* Start PASSAGE GIVEN *

I think the main issue isn't that they are fake, its rather that there is no information on any test rigs and benchmark settings, and are released many days before the nda date, meaning it is advertising/propaganda dressed up as a review, and should be treated as advertising.
The information is there, but it's up to you to find it.

Ram wasn't properly setup for Ryzen, that's the main culprit.
 
I think the main issue isn't that they are fake, its rather that there is no information on any test rigs and benchmark settings, and are released many days before the nda date, meaning it is advertising/propaganda dressed up as a review, and should be treated as advertising.


Did you watch it all? the benchmarking methodology is clearly defined, they ran in game benchmarks with results that are way under what they should be for the 2700X.

These are Intel's figures and they have the 2700X performing way down on reality, they are just plain fake results deliberately designed to make the 2700X look a lot slower than it actually is.

These results are also published before the NDA is up, deliberately so the results cannot be disputed for a while.
 
Did you watch it all? they ran in game benchmarks with results that are way under what they should be for the 2700X.
Yes I did thanks. I dispute the word fake. They were results, but not similar to other reviewers results using the CPUs that are not under NDA, suggesting the test is unfair rather than made up.
 
Imagine a marketing team using a best case scenario for their own product vs a worst case scenario for a competitor - Surely this has never happened in the entire history of man?

:rolleyes:
 
Imagine a marketing team using a best case scenario for their own product vs a worst case scenario for a competitor - Surely this has never happened in the entire history of man?

:rolleyes:


Its not just that, their results for the 2700X are much lower than reality, Steve does his own testing with some of the games they used and knew from that something was wrong, so he reproduced their test, and yes Steve scored much higher.

Their results are fake, made up.

* End PASSAGE GIVEN *
* Start SUPPLIED ENTRIES *

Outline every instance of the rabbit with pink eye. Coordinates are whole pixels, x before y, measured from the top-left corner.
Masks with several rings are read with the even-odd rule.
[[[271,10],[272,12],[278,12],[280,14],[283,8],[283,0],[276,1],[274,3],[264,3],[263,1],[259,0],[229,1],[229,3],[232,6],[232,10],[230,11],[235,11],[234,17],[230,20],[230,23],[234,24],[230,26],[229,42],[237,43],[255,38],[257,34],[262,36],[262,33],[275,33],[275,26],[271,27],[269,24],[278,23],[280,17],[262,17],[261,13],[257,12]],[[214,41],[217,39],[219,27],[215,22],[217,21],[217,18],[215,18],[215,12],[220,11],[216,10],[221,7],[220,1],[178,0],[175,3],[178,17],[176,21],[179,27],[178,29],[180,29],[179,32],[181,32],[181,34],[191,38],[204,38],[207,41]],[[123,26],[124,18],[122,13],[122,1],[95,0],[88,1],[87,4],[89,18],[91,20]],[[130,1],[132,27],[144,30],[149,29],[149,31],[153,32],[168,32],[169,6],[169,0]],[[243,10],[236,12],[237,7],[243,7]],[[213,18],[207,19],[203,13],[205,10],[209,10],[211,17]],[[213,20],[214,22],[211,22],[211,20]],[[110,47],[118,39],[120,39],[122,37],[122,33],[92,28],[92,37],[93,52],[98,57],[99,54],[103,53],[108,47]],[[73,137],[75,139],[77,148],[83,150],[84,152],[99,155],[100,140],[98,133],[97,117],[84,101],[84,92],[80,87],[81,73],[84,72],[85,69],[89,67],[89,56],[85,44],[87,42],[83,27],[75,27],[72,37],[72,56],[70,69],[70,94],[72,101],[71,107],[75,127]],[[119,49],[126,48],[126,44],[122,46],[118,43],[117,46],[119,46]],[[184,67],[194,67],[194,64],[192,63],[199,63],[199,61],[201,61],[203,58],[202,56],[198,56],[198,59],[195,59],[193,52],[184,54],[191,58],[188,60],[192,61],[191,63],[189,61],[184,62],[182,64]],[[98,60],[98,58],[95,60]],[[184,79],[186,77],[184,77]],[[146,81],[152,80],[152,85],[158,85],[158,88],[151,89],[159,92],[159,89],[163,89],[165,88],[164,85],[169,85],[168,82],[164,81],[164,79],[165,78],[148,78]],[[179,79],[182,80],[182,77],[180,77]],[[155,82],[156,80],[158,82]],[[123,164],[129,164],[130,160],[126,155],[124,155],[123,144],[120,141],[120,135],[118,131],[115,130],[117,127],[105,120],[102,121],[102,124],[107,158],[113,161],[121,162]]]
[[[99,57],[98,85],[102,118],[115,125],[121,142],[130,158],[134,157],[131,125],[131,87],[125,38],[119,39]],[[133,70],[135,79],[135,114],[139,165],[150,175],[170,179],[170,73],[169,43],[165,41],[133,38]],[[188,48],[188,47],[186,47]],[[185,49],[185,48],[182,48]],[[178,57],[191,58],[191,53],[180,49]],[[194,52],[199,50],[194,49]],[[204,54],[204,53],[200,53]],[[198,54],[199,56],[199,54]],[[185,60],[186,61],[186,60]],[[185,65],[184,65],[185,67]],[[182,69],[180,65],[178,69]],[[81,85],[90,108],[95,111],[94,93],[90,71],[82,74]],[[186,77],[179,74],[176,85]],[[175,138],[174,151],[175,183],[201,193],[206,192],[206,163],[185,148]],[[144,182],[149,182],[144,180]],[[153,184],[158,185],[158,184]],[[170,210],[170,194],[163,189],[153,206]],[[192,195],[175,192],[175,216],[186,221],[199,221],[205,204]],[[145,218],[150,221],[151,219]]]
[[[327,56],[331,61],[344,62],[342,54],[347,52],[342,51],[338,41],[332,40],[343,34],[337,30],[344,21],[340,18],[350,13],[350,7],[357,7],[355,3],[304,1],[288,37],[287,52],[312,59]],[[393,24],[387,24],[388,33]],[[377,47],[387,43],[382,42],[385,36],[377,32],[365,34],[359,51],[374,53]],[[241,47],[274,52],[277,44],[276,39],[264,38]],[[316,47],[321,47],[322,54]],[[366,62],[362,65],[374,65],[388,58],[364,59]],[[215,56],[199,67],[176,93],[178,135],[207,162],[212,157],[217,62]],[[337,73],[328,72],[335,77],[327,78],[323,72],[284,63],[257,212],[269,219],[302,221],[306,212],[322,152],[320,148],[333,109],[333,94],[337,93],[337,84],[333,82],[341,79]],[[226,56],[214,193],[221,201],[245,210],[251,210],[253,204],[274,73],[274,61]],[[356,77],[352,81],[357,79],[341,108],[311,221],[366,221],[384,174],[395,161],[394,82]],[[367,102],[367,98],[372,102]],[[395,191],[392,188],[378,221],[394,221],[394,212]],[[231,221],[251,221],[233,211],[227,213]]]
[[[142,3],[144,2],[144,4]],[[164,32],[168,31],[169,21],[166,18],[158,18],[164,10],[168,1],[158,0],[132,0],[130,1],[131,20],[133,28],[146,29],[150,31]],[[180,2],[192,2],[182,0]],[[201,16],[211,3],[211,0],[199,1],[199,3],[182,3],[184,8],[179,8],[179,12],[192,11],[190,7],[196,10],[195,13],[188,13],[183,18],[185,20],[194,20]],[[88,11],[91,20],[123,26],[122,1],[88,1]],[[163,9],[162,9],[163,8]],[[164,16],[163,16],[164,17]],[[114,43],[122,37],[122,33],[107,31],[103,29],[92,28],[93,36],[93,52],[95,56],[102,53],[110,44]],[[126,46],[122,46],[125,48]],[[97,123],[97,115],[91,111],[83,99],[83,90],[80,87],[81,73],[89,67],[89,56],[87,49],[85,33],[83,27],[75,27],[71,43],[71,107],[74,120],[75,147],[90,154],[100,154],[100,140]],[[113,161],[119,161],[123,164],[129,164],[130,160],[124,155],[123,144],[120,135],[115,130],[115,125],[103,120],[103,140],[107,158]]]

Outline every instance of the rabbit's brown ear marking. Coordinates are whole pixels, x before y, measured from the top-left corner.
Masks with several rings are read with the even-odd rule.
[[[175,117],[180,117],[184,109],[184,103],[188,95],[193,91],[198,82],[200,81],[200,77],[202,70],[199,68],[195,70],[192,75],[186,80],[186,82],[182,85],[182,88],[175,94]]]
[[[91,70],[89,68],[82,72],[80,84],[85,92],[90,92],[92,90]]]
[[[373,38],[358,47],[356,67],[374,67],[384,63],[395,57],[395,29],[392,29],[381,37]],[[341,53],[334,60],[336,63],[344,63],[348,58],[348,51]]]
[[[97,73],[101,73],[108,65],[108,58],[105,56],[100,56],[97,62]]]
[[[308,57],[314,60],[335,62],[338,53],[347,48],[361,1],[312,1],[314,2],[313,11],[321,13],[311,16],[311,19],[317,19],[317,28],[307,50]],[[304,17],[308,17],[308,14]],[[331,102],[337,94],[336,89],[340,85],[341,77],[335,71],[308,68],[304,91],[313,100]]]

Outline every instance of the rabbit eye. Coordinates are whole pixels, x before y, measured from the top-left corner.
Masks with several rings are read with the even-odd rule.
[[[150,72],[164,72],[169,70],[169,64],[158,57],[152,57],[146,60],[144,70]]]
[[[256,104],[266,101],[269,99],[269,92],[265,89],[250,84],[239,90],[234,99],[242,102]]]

* End SUPPLIED ENTRIES *

TASKS TO COMPLETE:
A. In the forum discussion of the 2700X benchmarks, what does one poster call the main culprit?
B. Extend the forum discussion of the 2700X benchmarks from where it stops.

RESULTS BY TASK:
A. The RAM wasn't properly set up for Ryzen.

B.
All that Intel are doing is harming themselves with stunts like this, running a Ryzen on slow/loose memory is of course going to give it a huge penalty.
 
Its not just that, their results for the 2700X are much lower than reality, Steve does his own testing with some of the games they used and knew from that something was wrong, so he reproduced their test, and yes Steve scored much higher.

Their results are fake, made up.
Again, not fake, the articles even use the term 'misleading', crying fake at something you dont like comes across as polemic. The test setup is here http://www.principledtechnologies.com/Intel/PC_gaming_processor_study_interim_1018.pdf. they are clearly results from an unfair test, 'fake' would be using figures when you hadnt carried out a test.
 
Again, not fake, the articles even use the term 'misleading', crying fake at something you dont like comes across as polemic. The test setup is here http://www.principledtechnologies.com/Intel/PC_gaming_processor_study_interim_1018.pdf. they are clearly results from an unfair test, 'fake' would be using figures when you hadnt carried out a test.

No what he said was "garbage" while explaining the 2700X results they published are much lower than reality, you can argue 'word' semantics all you like they all describe the same fact that Intel's published results here are fake.
 
It's worse than that.

8. On AMD systems download and install the AMD Ryzen Master Utility.
a. Launch the utility, select Game mode, and click Apply.

So they effectively turned off half of the 2700X's cores and tested it as a 4C/8T CPU...

Oh and the Intel CPU was ran with an expensive Noctua NH-U14S, while the 2700X used the stock cooler...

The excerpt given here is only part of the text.